>> Begin Data to process

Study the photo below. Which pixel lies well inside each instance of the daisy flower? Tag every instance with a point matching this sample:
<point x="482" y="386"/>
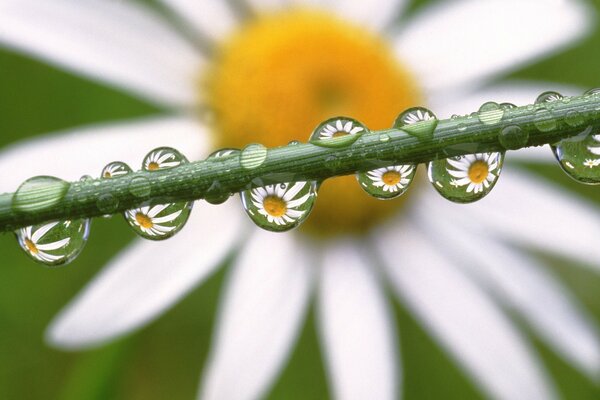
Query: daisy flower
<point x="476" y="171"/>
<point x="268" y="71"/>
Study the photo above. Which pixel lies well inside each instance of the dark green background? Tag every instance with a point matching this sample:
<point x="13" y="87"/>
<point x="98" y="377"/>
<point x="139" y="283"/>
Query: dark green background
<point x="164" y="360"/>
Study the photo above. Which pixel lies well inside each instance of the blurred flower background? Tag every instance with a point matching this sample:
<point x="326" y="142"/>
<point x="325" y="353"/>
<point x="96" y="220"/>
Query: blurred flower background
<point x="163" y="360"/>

>> End Data to process
>> Begin Data to process

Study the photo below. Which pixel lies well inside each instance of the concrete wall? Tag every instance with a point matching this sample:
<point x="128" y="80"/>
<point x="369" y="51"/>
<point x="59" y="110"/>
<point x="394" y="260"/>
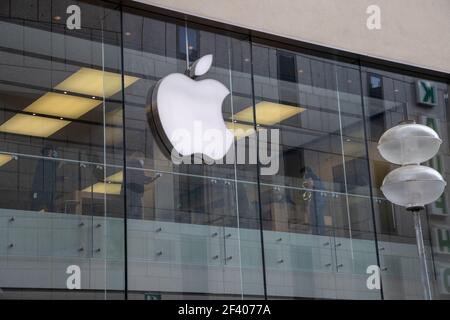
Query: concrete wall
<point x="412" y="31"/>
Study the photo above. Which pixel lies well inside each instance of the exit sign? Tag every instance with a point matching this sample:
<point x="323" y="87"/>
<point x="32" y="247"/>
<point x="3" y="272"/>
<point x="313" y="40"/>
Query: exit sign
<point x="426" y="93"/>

>> End Data to process

Tally the lines in the entries above that contain the string "blurred". How many are there? Reply with the number alone.

## Completed task
2